* HOW TO COMPLETE THIS TASK: The response should be an exact repetition of all the entries.

Recorded data:

*** Begin section ***

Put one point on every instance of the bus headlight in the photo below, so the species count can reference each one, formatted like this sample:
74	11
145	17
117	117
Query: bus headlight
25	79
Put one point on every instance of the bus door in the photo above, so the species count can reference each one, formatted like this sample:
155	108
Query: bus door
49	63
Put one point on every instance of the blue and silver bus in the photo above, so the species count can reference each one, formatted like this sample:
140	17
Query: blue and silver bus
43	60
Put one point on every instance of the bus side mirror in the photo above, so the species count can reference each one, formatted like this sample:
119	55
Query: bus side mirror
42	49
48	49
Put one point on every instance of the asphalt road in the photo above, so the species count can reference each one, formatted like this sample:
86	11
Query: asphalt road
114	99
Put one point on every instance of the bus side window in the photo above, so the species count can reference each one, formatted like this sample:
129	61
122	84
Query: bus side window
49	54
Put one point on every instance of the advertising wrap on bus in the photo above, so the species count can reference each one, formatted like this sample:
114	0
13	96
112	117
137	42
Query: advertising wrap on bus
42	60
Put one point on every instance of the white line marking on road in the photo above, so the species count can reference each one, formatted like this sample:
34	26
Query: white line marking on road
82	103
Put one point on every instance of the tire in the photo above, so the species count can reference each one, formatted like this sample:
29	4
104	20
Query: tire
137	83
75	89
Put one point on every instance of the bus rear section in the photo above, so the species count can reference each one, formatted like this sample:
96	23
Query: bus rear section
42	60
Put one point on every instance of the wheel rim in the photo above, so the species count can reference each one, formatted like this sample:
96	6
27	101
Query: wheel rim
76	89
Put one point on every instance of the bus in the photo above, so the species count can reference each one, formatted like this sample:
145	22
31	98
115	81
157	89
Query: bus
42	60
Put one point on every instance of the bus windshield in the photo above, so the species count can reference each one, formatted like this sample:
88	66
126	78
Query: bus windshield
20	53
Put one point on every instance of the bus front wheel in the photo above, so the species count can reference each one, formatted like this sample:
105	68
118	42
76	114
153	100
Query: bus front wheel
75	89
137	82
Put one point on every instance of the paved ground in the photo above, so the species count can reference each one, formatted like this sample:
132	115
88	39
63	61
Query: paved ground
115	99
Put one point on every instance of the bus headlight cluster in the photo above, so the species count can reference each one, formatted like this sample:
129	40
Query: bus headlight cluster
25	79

*** End section ***

* RESULT OF THE EXERCISE:
Put one point on every instance of the bus headlight in the photo below, so the species count can reference each one, formatted like this sample:
74	11
145	17
117	117
Query: bus headlight
25	79
Put one point on every instance of the bus door in the photo above, so the species count can reference each one, formatted like this sample:
155	108
Query: bus door
49	63
Put one point on every instance of the blue and silver bus in the photo above, so the species count can reference each one, formatted like this sample:
140	17
Query: blue and silver bus
43	60
Put one point on every instance of the bus side mirror in the photo above, so the species count can reference each one, formatted like this sample:
119	55
Query: bus side mirror
42	49
48	49
Put one point on every instance of the asphalt road in the photo above, so the species count can reference each one, formatted like this sample:
86	11
Query: asphalt road
114	99
Put one point on every instance of the bus side window in the photo above, so the species count can reference each one, formatted like this sample:
129	61
122	84
Query: bus side window
49	54
Put one point on every instance of the advertising wrap on bus in the photo above, so the species count can reference each one, formatted like this sample:
114	0
13	96
112	117
137	42
Query: advertising wrap on bus
42	60
Put one point on every instance of the white line marking on road in the photo above, so the species count can reference each one, formatted like this sample:
34	26
Query: white line marking on road
82	103
Put one point on every instance of the tire in the photo above, so the species count can reference each one, formatted like this sample:
29	4
104	20
Query: tire
137	83
75	89
Put one point on every instance of the bus rear section in the photo above, so the species count can reference each one, formatted like this sample:
96	23
Query: bus rear section
42	60
Put one point on every instance of the wheel rim in the photo above, so the species count can reference each one, formatted like this sample:
96	6
27	101
Query: wheel rim
76	89
Put one point on every instance of the bus in the photo above, so the species count can reference each one, formatted like this sample:
145	22
31	98
115	81
157	89
Query: bus
42	60
Put one point on every instance of the bus windshield in the photo above, so the species count can reference each one, formatted like this sample:
88	66
126	78
Query: bus windshield
20	53
Put one point on every instance of the bus front wheel in the photo above, so the species count can reference each one, formatted like this sample:
105	68
118	42
76	114
153	100
Query: bus front wheel
75	89
137	82
Put one point on every instance of the paved ground in the photo above, so the species count can reference each one, formatted like this sample:
132	115
88	39
63	61
Query: paved ground
115	99
Put one point on every instance of the bus headlight cluster in the photo above, so the species count can reference each one, formatted like this sample:
129	40
Query: bus headlight cluster
25	79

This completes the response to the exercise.